Activity list
• 1. Answer these questions using the page text below, one line each:
(a) What share of Serbia's electricity-generating capacity did the soft bombs disrupt or knock out?
(b) On what page and in which issue of Computing in Science & Engineering did the essay first appear?
(c) What decision did Calder's book influence?
• 2. List every person named in the page text below.

During the 1999 Kosovo War, the US Air Force’s F­-117 stealth fighters dropped soft bombs to temporarily disrupt or knock out 70% of Serbia’s electricity­-generating capacity. According to a timeline of the war published by Rasmus Ole Rasmussen, Bent C. Jørgensen, and Bernhelm Booss-Bavnbek, Belgrade’s power was cut off on day 66 of the war. Six days later, on 6 June, Slobodan Milošević accepted NATO’s peace plan.

I hope military thinkers are devising ways to protect the internet’s physical infrastructure—if not from soft bombs, then at least from earthquakes and tsunamis.

This essay by Charles Day first appeared on page 104 of the July/August 2011 issue of Computing in Science & Engineering, a bimonthly magazine published jointly by the American Institute of Physics and IEEE Computer Society.

The Elements: An Illustrated History of the Periodic Table

Even though my interest in science developed in my early teens, and even though my love of reading developed earlier, I didn’t read many books about science in my childhood. In fact, only two science books stand out in my memory: Nigel Calder’s The Key to the Universe: A Report on the New Physics (Penguin, 1978) and Jane Werner Watson and Rudolph F. Zallinger’s Dinosaurs and Other Prehistoric Reptiles (Paul Hamlyn, 1960).

Calder’s book, which I read soon after it came out, influenced my decision to study physics at university. Watson and Zallinger’s book made an earlier and different impression. The 10-year-old me was enthralled by Zallinger’s vivid and lively illustrations, such as the one above. Not only were the dinosaurs and other creatures depicted as they might have been, but so too were the plants and landscapes.

Information supplied
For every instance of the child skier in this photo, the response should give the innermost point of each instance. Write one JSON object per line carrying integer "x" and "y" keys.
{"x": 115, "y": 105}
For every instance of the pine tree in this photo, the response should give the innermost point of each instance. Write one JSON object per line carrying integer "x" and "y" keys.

* * *

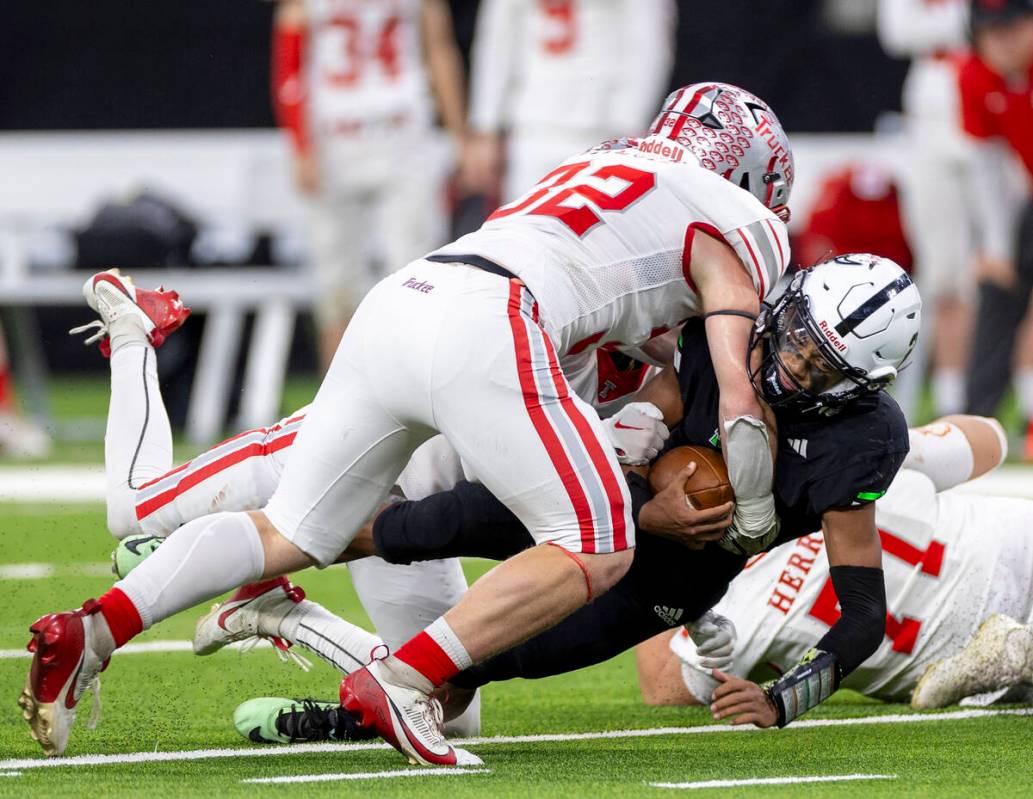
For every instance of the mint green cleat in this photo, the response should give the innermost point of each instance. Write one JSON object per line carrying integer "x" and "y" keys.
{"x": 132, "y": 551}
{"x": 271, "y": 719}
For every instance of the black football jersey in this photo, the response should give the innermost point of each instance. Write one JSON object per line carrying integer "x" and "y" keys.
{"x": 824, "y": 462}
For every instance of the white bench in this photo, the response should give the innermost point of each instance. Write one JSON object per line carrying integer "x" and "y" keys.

Answers for the exercise
• 1.
(a) 70%
(b) Page 104 of the July/August 2011 issue
(c) The decision to study physics at university

• 2.
Rasmus Ole Rasmussen
Bent C. Jørgensen
Bernhelm Booss-Bavnbek
Slobodan Milošević
Charles Day
Nigel Calder
Jane Werner Watson
Rudolph F. Zallinger